• [Goal]
Pull out every line in the entries below that contains the word "building".

• [Data for processing]

◆ ◆ ◆ ◆ ◆ ◆ ◆

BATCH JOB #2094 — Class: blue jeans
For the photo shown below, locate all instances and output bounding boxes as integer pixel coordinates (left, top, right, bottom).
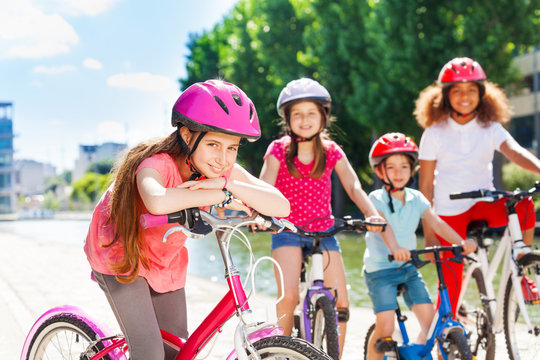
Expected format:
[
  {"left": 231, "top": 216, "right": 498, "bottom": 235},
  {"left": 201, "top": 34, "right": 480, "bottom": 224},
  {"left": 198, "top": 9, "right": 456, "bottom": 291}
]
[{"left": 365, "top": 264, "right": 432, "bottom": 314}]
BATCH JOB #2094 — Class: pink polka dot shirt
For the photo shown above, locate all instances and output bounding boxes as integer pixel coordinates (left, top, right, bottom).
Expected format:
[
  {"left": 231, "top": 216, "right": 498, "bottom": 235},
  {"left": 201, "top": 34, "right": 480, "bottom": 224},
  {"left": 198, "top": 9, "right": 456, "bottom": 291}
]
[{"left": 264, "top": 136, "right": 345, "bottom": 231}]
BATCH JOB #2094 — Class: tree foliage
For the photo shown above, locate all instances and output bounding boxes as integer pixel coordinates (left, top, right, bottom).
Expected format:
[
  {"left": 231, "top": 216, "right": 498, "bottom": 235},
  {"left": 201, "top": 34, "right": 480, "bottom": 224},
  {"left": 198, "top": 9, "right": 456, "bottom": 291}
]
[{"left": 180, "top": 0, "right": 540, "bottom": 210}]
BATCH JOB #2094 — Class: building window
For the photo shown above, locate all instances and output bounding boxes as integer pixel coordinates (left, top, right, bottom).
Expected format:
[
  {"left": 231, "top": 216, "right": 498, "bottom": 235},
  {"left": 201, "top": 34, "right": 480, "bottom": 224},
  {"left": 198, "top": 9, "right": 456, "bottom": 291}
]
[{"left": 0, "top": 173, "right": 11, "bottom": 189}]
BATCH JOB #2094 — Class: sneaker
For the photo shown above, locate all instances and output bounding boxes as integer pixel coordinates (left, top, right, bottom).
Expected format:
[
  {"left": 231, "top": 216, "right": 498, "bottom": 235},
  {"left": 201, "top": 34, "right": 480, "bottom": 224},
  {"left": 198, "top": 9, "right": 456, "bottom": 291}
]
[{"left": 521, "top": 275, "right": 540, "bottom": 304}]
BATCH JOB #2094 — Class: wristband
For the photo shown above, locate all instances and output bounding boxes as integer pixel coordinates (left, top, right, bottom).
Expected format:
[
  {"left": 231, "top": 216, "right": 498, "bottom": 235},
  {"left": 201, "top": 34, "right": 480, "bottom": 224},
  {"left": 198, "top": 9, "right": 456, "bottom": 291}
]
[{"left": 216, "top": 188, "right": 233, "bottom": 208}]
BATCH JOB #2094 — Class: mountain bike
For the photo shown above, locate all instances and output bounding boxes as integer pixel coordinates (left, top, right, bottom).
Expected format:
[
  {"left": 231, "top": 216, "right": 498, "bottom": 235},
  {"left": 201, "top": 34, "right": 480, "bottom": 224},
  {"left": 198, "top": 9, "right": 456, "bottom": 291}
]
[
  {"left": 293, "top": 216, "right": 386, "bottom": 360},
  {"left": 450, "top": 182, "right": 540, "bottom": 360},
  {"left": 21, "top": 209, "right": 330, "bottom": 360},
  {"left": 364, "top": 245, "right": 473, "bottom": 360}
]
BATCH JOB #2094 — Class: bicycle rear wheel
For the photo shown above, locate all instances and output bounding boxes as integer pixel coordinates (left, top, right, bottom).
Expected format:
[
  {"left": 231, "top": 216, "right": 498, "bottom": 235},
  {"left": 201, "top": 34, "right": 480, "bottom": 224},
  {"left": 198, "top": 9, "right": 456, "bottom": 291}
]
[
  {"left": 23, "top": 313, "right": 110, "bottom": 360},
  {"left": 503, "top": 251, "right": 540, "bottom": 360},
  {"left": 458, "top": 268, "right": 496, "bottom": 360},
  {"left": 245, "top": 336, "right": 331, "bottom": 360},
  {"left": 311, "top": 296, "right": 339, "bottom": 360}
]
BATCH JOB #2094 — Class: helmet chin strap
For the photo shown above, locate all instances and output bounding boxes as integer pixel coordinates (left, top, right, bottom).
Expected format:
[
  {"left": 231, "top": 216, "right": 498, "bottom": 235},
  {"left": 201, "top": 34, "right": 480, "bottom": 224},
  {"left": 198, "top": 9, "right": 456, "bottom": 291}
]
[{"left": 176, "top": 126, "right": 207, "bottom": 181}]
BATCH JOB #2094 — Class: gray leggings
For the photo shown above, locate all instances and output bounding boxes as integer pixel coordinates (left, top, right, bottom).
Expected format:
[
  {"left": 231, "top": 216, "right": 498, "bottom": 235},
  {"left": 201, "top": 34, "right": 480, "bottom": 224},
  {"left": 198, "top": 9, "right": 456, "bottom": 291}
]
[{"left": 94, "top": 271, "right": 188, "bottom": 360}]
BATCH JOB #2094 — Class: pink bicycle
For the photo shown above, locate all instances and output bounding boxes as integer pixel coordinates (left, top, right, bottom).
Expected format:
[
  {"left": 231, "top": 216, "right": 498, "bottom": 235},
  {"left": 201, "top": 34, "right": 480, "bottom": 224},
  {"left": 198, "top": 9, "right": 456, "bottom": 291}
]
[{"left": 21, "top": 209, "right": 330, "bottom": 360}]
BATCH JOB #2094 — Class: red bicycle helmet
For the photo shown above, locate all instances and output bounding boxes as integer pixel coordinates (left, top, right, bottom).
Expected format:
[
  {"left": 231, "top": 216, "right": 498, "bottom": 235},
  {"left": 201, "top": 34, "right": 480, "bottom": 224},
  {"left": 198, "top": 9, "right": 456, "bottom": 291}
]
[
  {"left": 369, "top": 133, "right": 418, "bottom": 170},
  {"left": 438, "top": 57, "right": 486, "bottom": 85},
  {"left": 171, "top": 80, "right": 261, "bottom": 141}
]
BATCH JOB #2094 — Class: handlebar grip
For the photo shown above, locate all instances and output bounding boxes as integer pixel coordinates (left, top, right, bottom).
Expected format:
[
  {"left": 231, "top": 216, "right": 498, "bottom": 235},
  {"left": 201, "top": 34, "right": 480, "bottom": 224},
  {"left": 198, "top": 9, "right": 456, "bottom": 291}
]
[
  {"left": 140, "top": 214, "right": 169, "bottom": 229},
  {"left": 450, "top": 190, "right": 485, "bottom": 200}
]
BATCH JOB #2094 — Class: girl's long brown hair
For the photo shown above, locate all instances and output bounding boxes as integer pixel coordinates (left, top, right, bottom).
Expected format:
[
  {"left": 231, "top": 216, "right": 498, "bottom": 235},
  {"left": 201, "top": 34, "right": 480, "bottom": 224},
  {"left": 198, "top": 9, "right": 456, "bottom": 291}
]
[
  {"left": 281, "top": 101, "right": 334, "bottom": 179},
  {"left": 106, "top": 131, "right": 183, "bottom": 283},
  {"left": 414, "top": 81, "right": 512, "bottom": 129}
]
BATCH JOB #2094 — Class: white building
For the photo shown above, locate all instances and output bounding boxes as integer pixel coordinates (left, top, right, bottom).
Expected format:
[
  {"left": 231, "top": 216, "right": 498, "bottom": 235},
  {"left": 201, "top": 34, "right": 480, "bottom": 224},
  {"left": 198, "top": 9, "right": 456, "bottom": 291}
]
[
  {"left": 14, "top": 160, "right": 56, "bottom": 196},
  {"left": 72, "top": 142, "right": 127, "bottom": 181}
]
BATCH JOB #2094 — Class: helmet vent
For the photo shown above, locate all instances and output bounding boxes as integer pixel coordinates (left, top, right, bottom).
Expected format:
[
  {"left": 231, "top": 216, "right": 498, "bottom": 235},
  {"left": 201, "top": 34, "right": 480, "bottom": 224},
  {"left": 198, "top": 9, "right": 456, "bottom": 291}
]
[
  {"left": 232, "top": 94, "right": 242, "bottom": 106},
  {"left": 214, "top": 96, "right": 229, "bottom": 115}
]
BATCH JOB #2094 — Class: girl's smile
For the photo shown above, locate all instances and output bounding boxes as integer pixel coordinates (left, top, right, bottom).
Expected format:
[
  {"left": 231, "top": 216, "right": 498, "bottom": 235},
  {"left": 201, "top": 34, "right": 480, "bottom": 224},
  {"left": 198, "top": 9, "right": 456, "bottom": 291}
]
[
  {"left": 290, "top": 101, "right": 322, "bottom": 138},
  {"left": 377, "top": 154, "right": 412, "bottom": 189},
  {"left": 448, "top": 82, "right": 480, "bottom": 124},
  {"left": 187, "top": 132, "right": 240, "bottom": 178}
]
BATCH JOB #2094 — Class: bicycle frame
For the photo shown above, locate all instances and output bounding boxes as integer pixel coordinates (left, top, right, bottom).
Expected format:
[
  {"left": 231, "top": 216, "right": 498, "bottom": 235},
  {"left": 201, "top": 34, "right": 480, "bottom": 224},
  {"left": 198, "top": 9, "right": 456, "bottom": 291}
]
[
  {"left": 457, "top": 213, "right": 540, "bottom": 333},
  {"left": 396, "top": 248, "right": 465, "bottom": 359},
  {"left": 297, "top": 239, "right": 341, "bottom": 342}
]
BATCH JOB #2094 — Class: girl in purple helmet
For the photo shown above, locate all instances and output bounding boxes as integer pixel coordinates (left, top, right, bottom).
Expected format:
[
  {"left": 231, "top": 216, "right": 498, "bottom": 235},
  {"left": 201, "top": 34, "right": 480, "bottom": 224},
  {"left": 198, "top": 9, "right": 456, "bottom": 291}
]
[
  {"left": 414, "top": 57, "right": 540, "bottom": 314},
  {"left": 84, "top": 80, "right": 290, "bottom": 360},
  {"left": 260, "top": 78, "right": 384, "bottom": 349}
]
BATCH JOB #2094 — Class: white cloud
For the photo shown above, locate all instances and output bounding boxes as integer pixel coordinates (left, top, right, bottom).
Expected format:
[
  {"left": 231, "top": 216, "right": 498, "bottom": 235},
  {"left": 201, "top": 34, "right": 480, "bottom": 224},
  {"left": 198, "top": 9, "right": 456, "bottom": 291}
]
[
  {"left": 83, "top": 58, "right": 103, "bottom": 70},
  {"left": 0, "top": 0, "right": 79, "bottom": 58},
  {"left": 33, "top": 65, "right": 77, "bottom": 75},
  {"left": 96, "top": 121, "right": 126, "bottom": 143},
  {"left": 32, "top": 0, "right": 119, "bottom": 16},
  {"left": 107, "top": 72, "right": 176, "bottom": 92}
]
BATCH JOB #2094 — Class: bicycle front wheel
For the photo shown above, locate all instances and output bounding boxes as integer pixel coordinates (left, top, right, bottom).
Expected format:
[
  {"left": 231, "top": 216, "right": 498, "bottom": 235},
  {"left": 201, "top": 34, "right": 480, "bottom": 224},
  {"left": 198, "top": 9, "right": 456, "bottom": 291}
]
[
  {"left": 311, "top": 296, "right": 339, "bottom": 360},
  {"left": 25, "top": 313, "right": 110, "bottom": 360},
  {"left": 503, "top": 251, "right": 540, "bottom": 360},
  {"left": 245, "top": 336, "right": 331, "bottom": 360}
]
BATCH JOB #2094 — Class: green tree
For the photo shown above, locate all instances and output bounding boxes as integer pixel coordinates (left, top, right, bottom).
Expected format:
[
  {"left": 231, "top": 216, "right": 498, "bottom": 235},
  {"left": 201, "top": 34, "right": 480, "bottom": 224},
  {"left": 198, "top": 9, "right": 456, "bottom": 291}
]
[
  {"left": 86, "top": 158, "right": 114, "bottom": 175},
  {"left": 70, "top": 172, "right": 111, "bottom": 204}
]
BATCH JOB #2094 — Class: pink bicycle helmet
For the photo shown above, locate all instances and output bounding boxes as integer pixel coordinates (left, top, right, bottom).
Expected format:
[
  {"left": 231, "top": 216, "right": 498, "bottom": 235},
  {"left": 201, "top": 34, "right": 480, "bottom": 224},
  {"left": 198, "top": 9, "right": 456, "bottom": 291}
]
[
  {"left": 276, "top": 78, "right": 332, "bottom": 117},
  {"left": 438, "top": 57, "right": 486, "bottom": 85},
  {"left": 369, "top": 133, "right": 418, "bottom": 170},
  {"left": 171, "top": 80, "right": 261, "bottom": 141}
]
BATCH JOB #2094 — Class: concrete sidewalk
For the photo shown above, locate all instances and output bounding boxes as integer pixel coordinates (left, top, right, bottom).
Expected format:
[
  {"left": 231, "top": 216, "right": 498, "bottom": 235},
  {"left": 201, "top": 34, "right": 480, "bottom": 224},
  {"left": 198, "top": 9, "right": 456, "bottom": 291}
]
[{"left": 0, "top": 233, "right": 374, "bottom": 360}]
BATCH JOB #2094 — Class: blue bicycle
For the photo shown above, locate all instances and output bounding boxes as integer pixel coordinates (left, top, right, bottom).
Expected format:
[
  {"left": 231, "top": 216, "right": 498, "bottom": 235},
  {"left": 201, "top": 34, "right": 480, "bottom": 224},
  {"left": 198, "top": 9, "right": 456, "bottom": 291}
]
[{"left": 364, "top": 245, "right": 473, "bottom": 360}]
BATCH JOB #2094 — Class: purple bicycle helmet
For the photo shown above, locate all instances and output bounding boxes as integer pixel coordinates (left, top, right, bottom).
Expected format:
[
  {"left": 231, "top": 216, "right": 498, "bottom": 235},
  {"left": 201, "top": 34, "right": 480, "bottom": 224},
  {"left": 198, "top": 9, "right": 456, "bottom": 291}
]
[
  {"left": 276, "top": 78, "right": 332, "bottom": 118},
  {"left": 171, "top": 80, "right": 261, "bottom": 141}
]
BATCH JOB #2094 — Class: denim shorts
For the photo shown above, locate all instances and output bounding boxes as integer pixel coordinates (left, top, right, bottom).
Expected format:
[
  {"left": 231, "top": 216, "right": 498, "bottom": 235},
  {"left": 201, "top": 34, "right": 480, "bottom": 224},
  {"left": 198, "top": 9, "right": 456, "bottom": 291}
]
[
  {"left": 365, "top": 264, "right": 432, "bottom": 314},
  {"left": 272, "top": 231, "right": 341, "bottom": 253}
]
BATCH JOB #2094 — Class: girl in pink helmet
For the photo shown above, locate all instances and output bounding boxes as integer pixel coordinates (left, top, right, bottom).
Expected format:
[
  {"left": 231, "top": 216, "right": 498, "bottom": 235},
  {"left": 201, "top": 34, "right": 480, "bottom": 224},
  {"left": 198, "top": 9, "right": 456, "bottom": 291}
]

◆ ◆ ◆ ◆ ◆ ◆ ◆

• [Expected output]
BATCH JOB #2094 — Class: building window
BATCH JOB #2094 — Class: white building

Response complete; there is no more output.